▶ **PROVIDED RECORDS**
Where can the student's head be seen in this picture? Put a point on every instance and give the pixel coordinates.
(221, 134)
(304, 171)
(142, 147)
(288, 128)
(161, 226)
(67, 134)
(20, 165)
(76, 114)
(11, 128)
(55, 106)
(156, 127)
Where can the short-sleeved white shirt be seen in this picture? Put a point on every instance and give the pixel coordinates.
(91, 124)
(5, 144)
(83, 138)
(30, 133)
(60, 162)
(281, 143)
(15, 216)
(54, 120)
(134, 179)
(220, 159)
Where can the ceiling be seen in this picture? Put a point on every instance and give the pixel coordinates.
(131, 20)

▶ **TASK REQUIREMENTS**
Write out the lines of the listing from the one with "Where can the short-sleeved" to the very end, inclusive, exactly as they appear and with nothing added.

▶ **RESULT FOR THIS EXERCISE**
Where can the short-sleeved white shirt be seen in this picture? Put a point on every instance and give the pixel coordinates.
(91, 124)
(5, 144)
(83, 138)
(30, 133)
(60, 162)
(281, 143)
(15, 216)
(54, 120)
(134, 179)
(220, 159)
Where can the ceiling be seen in this picture? Put a point on every instance and give the pixel coordinates.
(131, 20)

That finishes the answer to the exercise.